*WHAT YOU WILL DO*
Convert the records below, from the start up to and including the line with "[456,388,472,417]", into a JSON list of strings with one string per line. Skip blank lines and leave the pictures out.

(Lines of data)
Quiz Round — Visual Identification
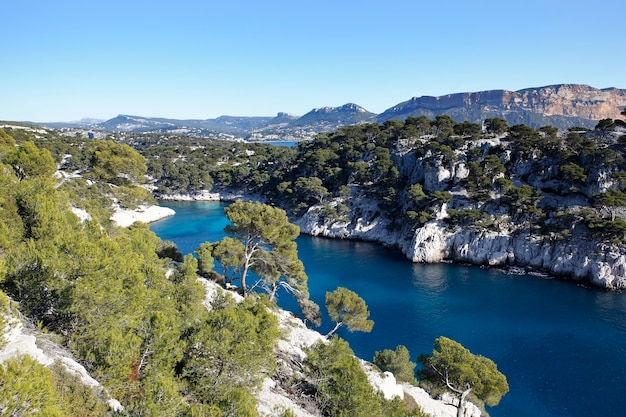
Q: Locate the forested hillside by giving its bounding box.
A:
[143,116,626,287]
[0,128,448,416]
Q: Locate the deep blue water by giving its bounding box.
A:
[151,202,626,417]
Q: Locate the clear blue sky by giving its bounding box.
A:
[0,0,626,122]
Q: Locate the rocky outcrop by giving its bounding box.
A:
[377,84,626,129]
[293,199,626,289]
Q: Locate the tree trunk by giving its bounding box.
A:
[326,321,343,339]
[456,388,472,417]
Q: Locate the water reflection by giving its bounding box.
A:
[411,264,448,297]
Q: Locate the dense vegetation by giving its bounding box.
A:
[0,130,434,416]
[143,112,626,243]
[0,110,626,416]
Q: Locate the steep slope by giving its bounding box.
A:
[377,84,626,129]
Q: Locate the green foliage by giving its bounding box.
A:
[418,336,509,407]
[374,345,417,385]
[593,188,626,220]
[593,119,615,131]
[561,162,587,191]
[0,355,108,417]
[213,201,309,310]
[182,295,279,416]
[326,287,374,337]
[195,242,215,277]
[89,140,147,185]
[485,117,509,135]
[305,336,382,417]
[3,142,56,180]
[156,240,183,262]
[0,129,15,152]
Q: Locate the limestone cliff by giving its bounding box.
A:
[377,84,626,129]
[295,201,626,289]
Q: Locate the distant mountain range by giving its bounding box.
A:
[40,84,626,140]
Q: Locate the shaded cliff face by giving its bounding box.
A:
[377,84,626,129]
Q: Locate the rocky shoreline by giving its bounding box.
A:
[158,190,626,290]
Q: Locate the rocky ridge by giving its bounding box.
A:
[294,192,626,289]
[377,84,626,129]
[40,84,626,141]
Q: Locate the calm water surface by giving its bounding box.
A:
[151,202,626,417]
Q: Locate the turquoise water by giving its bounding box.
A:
[151,202,626,417]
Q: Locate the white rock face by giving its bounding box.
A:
[111,206,176,227]
[293,194,626,289]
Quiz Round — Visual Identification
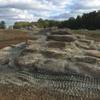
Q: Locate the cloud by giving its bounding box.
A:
[0,0,100,22]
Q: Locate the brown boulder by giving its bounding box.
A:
[85,50,100,58]
[47,35,76,42]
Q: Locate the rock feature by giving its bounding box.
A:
[0,29,100,77]
[47,35,76,42]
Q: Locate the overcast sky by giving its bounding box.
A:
[0,0,100,24]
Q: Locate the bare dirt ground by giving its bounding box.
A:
[0,30,31,48]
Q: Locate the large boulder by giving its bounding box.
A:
[47,41,66,49]
[85,50,100,58]
[72,56,100,64]
[47,35,76,42]
[51,29,73,35]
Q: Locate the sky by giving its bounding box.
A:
[0,0,100,25]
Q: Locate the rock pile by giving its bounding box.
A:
[0,29,100,77]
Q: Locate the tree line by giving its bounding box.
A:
[0,21,6,29]
[0,11,100,30]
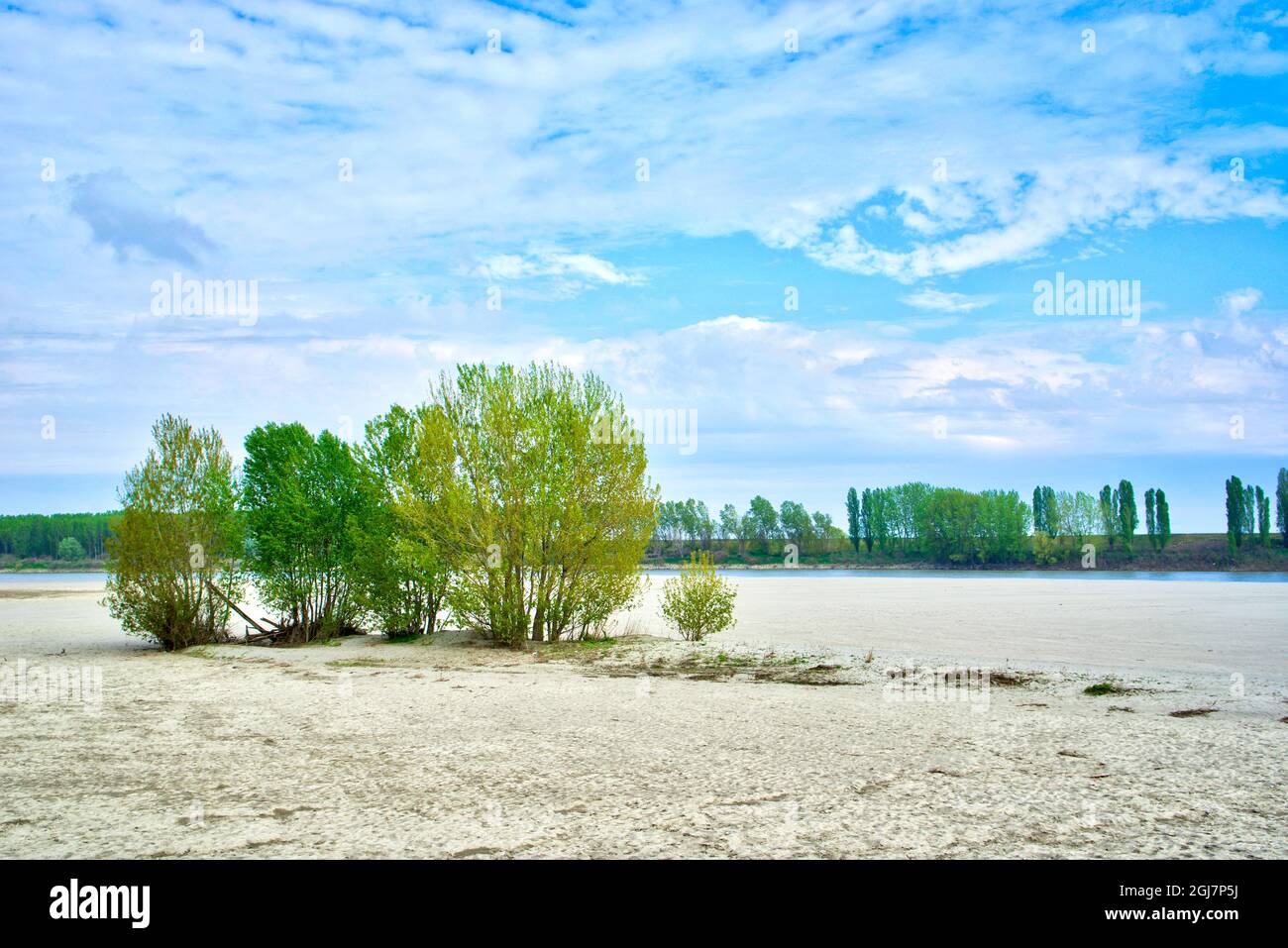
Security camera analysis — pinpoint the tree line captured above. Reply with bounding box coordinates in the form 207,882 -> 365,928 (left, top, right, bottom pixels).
0,513 -> 116,559
653,494 -> 845,545
845,480 -> 1171,565
107,365 -> 658,648
1225,468 -> 1288,555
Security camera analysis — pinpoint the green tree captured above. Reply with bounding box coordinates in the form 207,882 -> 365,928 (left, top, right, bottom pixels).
859,487 -> 875,555
1254,484 -> 1270,546
744,493 -> 778,553
845,487 -> 863,554
661,553 -> 738,642
1100,484 -> 1118,548
58,537 -> 85,559
242,422 -> 371,642
1154,487 -> 1172,552
1275,468 -> 1288,546
347,404 -> 451,638
1145,487 -> 1158,550
400,364 -> 654,648
1225,475 -> 1244,555
720,503 -> 742,540
1116,480 -> 1140,557
103,415 -> 244,652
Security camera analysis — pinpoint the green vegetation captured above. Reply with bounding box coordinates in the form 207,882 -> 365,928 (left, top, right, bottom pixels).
104,415 -> 244,651
0,513 -> 119,561
241,422 -> 366,642
398,365 -> 657,648
1082,682 -> 1133,698
662,553 -> 738,642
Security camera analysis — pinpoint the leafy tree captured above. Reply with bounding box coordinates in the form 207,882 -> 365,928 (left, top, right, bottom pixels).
1225,475 -> 1244,555
399,364 -> 654,648
744,493 -> 778,550
859,487 -> 876,555
1145,487 -> 1158,550
778,500 -> 814,546
1100,484 -> 1118,546
58,537 -> 85,559
1275,468 -> 1288,546
242,422 -> 371,642
104,415 -> 244,652
662,553 -> 738,642
1154,487 -> 1172,552
845,487 -> 863,554
1254,484 -> 1270,546
1118,480 -> 1140,557
1243,484 -> 1257,537
720,503 -> 742,540
347,404 -> 451,638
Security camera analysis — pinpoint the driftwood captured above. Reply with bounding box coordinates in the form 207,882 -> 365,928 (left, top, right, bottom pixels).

*COMPLETE OUTPUT*
[
  "Quiz Round — Visual Identification",
  "Q: Locate the forested hillside by giving its bounding box.",
  "A:",
  "[143,116,626,287]",
  "[0,128,448,416]",
  "Q: Locate the deep blue water by giving its bounding box.",
  "A:",
  "[151,202,626,417]",
  "Q: Locate the clear blue sky by giving its bounding box.",
  "A:",
  "[0,0,626,122]",
  "Q: Locate the rocky outcrop by giving its bounding box.",
  "A:",
  "[377,84,626,129]",
  "[293,199,626,289]",
  "Q: Locate the tree trunk by giving its bounding box.",
  "A:",
  "[326,321,343,339]",
  "[456,388,472,417]"
]